*** Selected extract Section Begins ***

There was once an unwritten rule in the airline industry that made mentions of disaster during a plane trip a clear taboo.
After the mandatory lecture from flight attendants about emergency procedures, the crew quickly encouraged passengers to think more pleasant thoughts.
The in-flight movie would not, it was safe to assume, be a blockbuster about terror at 30,000 feet. And those airline magazines in your seat pocket would include colorful features about the joy of travel, not the threat of terrorism.
So I was surprised, given the enforced good cheer of plane journeys, to open an issue of the onboard periodical recently and find a story about 9/11 waiting inside.
I was flying to Canada and, by coincidence, the article was about the goodness of a small Canadian town in helping Americans after the Sept. 11, 2001, terrorist attacks.
Canada has a special place in Louisiana history as the home of Acadians expelled from the present-day provinces of Nova Scotia, New Brunswick and Prince Edward Island during the 18th century. Some of those who were displaced ended up in Louisiana, establishing the Cajun culture that’s so vividly shaped the state’s identity. The tragedy of the Great Expulsion notwithstanding, Canada’s broader cultural tradition is one of openness — which is why, or so I’ve always thought, the Cajun gift for hospitality makes perfect sense. It seems to reflect the Cajuns’ long-ago origins in a country where the welcome mat, not the wearying bigotry of the Expulsion, was the defining national trait.

*** Selected extract Section Ends ***
*** Source information Section Begins ***

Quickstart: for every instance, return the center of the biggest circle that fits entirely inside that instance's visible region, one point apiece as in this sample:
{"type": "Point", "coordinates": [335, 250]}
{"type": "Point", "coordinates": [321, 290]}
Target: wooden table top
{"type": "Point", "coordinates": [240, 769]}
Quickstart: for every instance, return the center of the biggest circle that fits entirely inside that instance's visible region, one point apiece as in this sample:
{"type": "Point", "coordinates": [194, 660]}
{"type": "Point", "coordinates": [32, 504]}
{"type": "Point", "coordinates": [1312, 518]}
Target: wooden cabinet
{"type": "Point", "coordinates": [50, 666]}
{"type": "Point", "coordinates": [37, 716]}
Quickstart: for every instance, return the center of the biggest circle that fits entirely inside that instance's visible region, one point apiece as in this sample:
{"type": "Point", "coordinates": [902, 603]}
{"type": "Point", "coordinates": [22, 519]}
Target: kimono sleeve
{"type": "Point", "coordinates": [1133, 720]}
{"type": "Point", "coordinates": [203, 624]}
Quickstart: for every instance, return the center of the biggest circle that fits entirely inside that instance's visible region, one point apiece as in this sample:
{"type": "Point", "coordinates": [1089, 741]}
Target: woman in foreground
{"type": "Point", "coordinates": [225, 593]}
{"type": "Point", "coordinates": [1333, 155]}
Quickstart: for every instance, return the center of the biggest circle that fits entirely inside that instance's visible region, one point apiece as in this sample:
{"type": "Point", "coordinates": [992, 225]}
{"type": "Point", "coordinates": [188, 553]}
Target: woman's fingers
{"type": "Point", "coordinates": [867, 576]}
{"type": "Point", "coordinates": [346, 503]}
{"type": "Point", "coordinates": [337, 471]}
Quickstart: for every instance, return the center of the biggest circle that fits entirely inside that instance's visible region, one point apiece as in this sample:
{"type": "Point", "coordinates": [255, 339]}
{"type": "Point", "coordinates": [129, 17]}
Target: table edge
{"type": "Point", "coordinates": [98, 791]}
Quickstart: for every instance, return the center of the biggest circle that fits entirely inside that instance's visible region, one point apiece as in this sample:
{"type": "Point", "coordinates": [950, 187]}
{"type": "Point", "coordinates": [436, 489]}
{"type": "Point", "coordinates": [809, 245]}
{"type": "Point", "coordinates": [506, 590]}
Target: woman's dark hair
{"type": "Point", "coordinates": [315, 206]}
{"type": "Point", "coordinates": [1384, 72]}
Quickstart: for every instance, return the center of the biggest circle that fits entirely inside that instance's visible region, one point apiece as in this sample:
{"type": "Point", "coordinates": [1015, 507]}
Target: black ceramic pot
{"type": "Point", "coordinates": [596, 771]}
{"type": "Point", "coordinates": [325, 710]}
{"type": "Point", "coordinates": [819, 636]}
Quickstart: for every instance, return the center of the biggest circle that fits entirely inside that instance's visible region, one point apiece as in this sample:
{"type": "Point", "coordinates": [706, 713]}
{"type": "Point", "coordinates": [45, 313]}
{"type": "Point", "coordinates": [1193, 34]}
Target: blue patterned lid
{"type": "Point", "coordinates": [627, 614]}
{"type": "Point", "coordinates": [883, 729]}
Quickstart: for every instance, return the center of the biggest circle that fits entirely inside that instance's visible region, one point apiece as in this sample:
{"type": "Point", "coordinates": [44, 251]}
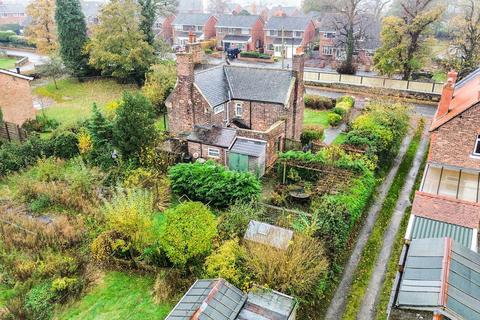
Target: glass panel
{"type": "Point", "coordinates": [430, 184]}
{"type": "Point", "coordinates": [467, 189]}
{"type": "Point", "coordinates": [449, 182]}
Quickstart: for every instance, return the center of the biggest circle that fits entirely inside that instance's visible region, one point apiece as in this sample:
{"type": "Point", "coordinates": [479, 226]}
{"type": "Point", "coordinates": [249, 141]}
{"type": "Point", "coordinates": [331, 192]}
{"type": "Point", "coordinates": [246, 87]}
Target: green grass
{"type": "Point", "coordinates": [392, 267]}
{"type": "Point", "coordinates": [340, 139]}
{"type": "Point", "coordinates": [316, 117]}
{"type": "Point", "coordinates": [73, 100]}
{"type": "Point", "coordinates": [7, 63]}
{"type": "Point", "coordinates": [120, 296]}
{"type": "Point", "coordinates": [373, 246]}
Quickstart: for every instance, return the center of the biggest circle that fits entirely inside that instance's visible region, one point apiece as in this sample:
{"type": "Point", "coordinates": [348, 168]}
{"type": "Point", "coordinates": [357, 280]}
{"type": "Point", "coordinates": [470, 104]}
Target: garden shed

*** Source information Section Ends ***

# Using the information
1 > Answer these questions from the passage about the airline magazine:
(a) After the emergency lecture, what did the crew encourage passengers to think?
(b) Which country was the writer flying to?
(c) From which present-day provinces were the Acadians expelled?
2 > Supply the next part of the passage about the airline magazine, picking up after its last sentence.
The data is separate material and has no connection to the passage about the airline magazine.

# Your responses
1 >
(a) More pleasant thoughts.
(b) Canada.
(c) Nova Scotia, New Brunswick and Prince Edward Island.

2 >
All of this came to mind as I sat near the plane window and read the story of Beverly Bass, an American Airlines pilot who was captaining a nonstop flight from Paris to Dallas the day the World Trade Center towers fell. “When U.S. airspace closed, we received orders to land in tiny Gander, Newfoundland, where we would join 37 other diverted commercial aircraft,” Bass recalled. “All told, about 7,000 passengers descended on the small Canadian town, nearly doubling its population.”
For the next 21 hours, passengers and crew had to remain in the grounded planes.
“But the people of Gander were phenomenal,” Bass added. “They delivered everything you could imagine throughout the night to the planes — diapers, formula, nicotine patches. They even filled 2,000 prescriptions for people who had packed their medicine in their checked bags.”
The miracles didn’t stop there. “When we got off the planes the next morning,” Bass recalled, “tables of food lined the airport. The residents stayed up all night cooking for us. Over the next few days, as we waited for U.S. airspace to reopen, Gander treated us like family, opening their homes and hearts.”
The story of what Gander did has since been made into a musical that debuted on Broadway this year. That’s what I learned by reading about 9/11 on a plane flight, something I didn’t at first want to do. But I’m glad I did.